WHAT IS EXPECTED – Can you reproduce the data beneath, keeping every line exact?

>> Start DATA FOR PROCESSING

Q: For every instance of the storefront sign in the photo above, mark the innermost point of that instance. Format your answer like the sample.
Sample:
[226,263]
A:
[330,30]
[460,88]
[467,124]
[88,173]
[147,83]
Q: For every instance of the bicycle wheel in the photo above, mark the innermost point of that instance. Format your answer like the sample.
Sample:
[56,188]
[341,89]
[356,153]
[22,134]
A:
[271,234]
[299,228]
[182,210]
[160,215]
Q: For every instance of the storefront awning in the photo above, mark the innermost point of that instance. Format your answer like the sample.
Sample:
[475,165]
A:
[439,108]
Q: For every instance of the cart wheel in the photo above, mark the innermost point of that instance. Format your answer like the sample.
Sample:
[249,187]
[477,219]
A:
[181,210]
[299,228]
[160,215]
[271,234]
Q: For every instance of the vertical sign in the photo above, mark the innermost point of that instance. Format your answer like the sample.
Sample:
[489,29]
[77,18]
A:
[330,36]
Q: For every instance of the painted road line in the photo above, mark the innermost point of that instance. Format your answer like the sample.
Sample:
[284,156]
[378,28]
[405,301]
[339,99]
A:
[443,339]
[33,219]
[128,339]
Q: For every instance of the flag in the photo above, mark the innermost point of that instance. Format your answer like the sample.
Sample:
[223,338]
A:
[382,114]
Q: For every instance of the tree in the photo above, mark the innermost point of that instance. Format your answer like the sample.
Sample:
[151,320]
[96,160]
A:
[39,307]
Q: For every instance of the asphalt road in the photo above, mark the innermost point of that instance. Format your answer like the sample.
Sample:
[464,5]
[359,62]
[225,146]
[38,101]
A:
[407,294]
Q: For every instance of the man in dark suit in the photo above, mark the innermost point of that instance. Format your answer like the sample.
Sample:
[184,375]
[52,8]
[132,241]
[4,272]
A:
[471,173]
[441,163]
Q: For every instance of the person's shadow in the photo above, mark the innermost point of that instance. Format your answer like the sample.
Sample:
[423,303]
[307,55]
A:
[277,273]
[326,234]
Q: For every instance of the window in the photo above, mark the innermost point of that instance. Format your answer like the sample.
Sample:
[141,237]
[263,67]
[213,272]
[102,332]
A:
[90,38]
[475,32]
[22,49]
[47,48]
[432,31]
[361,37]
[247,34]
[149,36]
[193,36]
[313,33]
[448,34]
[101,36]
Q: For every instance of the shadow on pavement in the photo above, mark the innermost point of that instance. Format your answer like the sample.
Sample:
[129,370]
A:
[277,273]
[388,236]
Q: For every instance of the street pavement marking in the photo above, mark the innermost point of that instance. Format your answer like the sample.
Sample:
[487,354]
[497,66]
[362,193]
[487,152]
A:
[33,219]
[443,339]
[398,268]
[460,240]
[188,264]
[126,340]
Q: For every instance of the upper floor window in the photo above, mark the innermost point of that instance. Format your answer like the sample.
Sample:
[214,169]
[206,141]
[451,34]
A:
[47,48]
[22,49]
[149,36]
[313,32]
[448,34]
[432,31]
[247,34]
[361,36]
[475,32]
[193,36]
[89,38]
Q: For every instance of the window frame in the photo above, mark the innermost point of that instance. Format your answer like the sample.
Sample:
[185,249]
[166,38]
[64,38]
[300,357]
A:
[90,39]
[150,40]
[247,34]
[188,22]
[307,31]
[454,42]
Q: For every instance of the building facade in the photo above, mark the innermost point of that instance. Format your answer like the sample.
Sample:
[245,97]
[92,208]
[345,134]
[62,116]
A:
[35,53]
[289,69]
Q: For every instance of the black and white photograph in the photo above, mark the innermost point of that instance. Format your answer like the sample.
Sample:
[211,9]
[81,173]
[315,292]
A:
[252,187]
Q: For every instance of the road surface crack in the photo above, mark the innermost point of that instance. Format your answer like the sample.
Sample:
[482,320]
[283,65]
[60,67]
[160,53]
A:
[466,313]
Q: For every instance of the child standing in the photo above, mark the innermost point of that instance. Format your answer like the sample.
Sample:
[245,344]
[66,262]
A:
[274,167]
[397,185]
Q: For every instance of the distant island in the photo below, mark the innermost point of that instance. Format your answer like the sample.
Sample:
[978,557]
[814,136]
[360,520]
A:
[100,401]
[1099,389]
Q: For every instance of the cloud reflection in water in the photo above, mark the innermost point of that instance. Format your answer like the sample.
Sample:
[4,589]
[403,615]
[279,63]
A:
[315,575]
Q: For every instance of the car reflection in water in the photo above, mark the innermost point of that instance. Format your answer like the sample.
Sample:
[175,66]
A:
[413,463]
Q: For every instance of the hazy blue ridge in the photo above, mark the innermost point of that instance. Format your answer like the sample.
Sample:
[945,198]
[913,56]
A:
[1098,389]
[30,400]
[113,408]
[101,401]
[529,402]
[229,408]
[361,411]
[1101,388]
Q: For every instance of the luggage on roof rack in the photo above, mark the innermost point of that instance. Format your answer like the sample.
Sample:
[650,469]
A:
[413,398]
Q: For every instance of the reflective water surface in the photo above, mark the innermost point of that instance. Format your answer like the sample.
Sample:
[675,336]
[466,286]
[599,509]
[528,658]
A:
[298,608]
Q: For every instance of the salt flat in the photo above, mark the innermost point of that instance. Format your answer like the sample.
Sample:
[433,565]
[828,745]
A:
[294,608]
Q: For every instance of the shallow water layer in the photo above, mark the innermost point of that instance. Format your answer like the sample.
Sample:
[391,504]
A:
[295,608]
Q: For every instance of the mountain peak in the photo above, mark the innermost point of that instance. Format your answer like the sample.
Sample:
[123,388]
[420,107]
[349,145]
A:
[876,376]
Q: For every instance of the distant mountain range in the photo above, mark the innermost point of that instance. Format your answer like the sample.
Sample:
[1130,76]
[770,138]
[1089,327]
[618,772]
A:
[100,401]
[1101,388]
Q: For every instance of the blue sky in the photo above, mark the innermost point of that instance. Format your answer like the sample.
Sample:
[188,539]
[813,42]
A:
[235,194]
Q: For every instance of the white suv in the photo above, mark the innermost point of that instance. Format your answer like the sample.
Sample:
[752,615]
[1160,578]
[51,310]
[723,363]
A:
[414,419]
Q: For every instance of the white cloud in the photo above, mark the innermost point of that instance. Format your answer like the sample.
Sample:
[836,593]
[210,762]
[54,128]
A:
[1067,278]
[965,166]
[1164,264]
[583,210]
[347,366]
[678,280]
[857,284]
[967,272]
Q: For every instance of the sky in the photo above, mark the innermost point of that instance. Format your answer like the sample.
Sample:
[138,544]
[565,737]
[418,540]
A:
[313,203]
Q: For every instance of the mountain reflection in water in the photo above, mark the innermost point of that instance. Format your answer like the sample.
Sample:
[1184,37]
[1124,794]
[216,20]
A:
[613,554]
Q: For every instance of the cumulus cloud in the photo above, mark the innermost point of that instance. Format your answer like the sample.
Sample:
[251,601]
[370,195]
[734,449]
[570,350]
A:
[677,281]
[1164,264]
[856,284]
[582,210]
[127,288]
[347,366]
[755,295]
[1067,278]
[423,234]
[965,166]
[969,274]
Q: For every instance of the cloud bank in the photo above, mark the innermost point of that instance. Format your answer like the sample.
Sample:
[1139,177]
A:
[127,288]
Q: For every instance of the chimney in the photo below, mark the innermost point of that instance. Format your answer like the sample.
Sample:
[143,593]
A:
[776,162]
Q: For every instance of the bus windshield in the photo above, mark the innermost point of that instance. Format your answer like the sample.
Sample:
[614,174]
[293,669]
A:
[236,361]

>> End DATA FOR PROCESSING

PROBLEM SOLUTION –
Q: For every instance of the storefront sign in the photo above, mark the innermost point of that instance. Format your answer like the sample.
Sample:
[226,263]
A:
[330,30]
[460,88]
[467,124]
[88,173]
[147,83]
Q: For every instance of the bicycle wheel in the photo above, mark the innermost point of that instance. Format your answer like the sample.
Sample:
[56,188]
[341,89]
[356,153]
[22,134]
A:
[271,234]
[299,228]
[182,210]
[160,215]
Q: For every instance of the storefront awning in the photo above, mark the innermost point of that instance. Format your answer like the sample.
Sample:
[475,165]
A:
[439,108]
Q: For every instance of the cart wheel in the photo above, mark the innermost point of that instance. Format your answer like the sample.
Sample:
[249,187]
[477,219]
A:
[181,210]
[299,228]
[160,215]
[271,234]
Q: For every instance of the vertical sign in the photo above, mark the innermost point of that instance. Format your answer like the sample.
Sample:
[489,29]
[77,18]
A:
[330,36]
Q: For every instance of the painted road line in the photo above, mark the innermost point of that instance. Format your answer like the sample.
Sample:
[284,156]
[378,28]
[405,301]
[339,99]
A:
[443,339]
[33,219]
[128,339]
Q: For every instance of the flag in the photo above, mark the innermost point of that instance. Format your answer like the sample.
Sample:
[223,338]
A:
[382,114]
Q: For every instance of the tree in the photo above, mark the innermost point of that instance. Format your answer like the sample.
Sample:
[151,320]
[96,160]
A:
[39,307]
Q: For every instance of the asphalt road in the photo above, mark the innermost point of that instance. Format your answer like the sample.
Sample:
[464,5]
[359,62]
[225,146]
[38,101]
A:
[407,294]
Q: For every instance of the man in dark suit in the photo above, mark the innermost point of that instance. Format your answer like the sample.
Sample:
[184,375]
[52,8]
[132,241]
[4,272]
A:
[471,173]
[441,163]
Q: For every instance of the person's shadow in the photo above, mark the innermost point of that instance. Format your answer like the sample.
Sample:
[423,303]
[307,55]
A:
[277,273]
[326,234]
Q: For every instance of the window in the photo above, mark the innermost point of that instance. Format your answer like the sample.
Sample:
[141,237]
[263,67]
[213,272]
[102,332]
A:
[90,38]
[475,32]
[22,49]
[47,48]
[432,31]
[361,37]
[247,34]
[149,36]
[193,36]
[313,33]
[448,34]
[101,36]
Q: For every instance of the shadow on pavement in the photo above, mark the innermost point of that instance. Format your answer like the sample.
Sample:
[129,370]
A:
[277,273]
[388,236]
Q: For every instance of the street pavement marking in the photo above, mark the innermost point of that instance. Format your answer like the sample.
Sample:
[487,354]
[497,66]
[362,193]
[487,152]
A:
[33,219]
[443,339]
[398,268]
[460,240]
[188,264]
[126,340]
Q: For every instance of the upper floor window in the photo above, mark the innermost point of that instance. Format your answer like the sample.
Sample:
[214,169]
[206,141]
[451,34]
A:
[47,48]
[22,49]
[149,36]
[313,32]
[448,34]
[432,31]
[247,34]
[361,36]
[475,32]
[193,36]
[89,38]
Q: For every instance of the window frame in the photo above, mark the innermost point of that instance. Format your answer like the sample.
Sample:
[185,249]
[166,38]
[64,38]
[300,357]
A:
[90,39]
[150,40]
[247,34]
[188,22]
[307,31]
[454,42]
Q: For every instance of the building facade in the photo above, mark the innermost point of that instance. Format your answer like the sample.
Sample:
[245,97]
[92,208]
[345,134]
[62,116]
A:
[35,53]
[289,69]
Q: For every instance of the black and white photograph in the photo above, mark the innermost point of that instance. Format your answer like the sample.
Sample:
[211,9]
[81,173]
[315,292]
A:
[252,187]
Q: For every instance of the road surface crack in the photo above, mark the innermost point of that instance. Format your answer like the sample.
Sample:
[482,320]
[283,65]
[60,67]
[160,53]
A:
[466,313]
Q: For every instance of the child standing in the photo above, mark the innermost point of that instance. Format your answer like the sample.
Sample:
[245,344]
[66,262]
A:
[274,167]
[397,185]
Q: For every instance of the distant island in the photo below, mark the innermost point of that instance. Format your answer like the sample.
Sample:
[978,557]
[814,136]
[360,520]
A:
[100,401]
[1099,389]
Q: For every instance of the cloud reflection in water in the photo above, mark the innermost point of that instance. Format your answer like the sample.
Sample:
[4,589]
[403,615]
[279,63]
A:
[315,575]
Q: For every instance of the car reflection in water in the photo above, mark the innermost point of that instance. Format your answer like the sample.
Sample:
[175,66]
A:
[413,463]
Q: For every instance of the hazy blue ridge in the photo above, mark the innermost point of that instance. Format your answer like the sample.
Sample:
[945,198]
[913,56]
A:
[1098,389]
[30,400]
[113,408]
[101,401]
[529,402]
[229,408]
[361,411]
[1101,388]
Q: For every instance of the luggage on roof rack in the photo above, mark the innermost point of that instance. Format your answer like the sample.
Sample:
[650,469]
A:
[413,398]
Q: For every instance of the reflective water surface in the photo above, mark the innermost point of that instance. Format your answer like the sample.
Sample:
[675,336]
[466,286]
[599,509]
[528,658]
A:
[298,608]
Q: For every instance of the salt flat in the photo above, mark the innermost point of that instance. Format your answer like the sample.
Sample:
[433,565]
[828,745]
A:
[294,608]
Q: For every instance of the shallow water layer in the photo above, mark the innermost point of that instance. Format your answer like the sample.
Sample:
[391,504]
A:
[295,608]
Q: For every instance of the mountain peak in the photo above, mark the innermost point of that instance. Format your answer like the sample.
Sample:
[123,388]
[420,107]
[349,145]
A:
[876,376]
Q: For every instance of the distant mountain range in the photo above, mark the innermost point of that instance. Format your answer like the sample.
Sample:
[1130,76]
[770,138]
[1089,327]
[618,772]
A:
[100,401]
[1101,388]
Q: For every instance of the blue sky in the photo above, mark the innermost point of that instance. Format your answer like the sample.
Sample:
[188,539]
[813,42]
A:
[235,194]
Q: For every instance of the white suv in the photo above, mark the innermost point of that instance. Format your answer like the sample.
Sample:
[752,615]
[1160,578]
[51,310]
[723,363]
A:
[414,419]
Q: For every instance of the white cloud in the photo above, mark the innermost point of that instance. Format your answer like the sample.
Sample:
[836,593]
[210,762]
[54,128]
A:
[1067,278]
[965,166]
[1164,264]
[583,210]
[347,366]
[678,280]
[857,284]
[967,272]
Q: For every instance of the sky in the photo above, mark the innermost point of that instance. Format your answer like the sample.
Sample:
[138,544]
[565,737]
[418,540]
A:
[313,203]
Q: For every instance of the mountain reflection in water in the photo above, mark the innermost point of that instance. Format your answer like the sample.
Sample:
[1184,37]
[1124,794]
[216,20]
A:
[613,554]
Q: For every instance of the cumulus cloud in the photo above, mark the innermost point of that instance. Format your answer like the sample.
Sample:
[251,601]
[370,195]
[734,449]
[570,350]
A:
[677,281]
[1164,264]
[856,284]
[582,210]
[127,288]
[347,366]
[755,295]
[1067,278]
[423,234]
[965,166]
[969,274]
Q: For every instance of the cloud bank in the photo above, mark the innermost point of that instance. Format your answer like the sample.
Sample:
[1139,177]
A:
[127,288]
Q: For every instance of the chimney in the photo below, mark the innermost point of that instance. Format your answer like the sample.
Sample:
[143,593]
A:
[776,162]
Q: For every instance of the bus windshield in the photo above, mark the innermost point of that instance. Format your answer like the sample.
Sample:
[614,174]
[293,669]
A:
[236,361]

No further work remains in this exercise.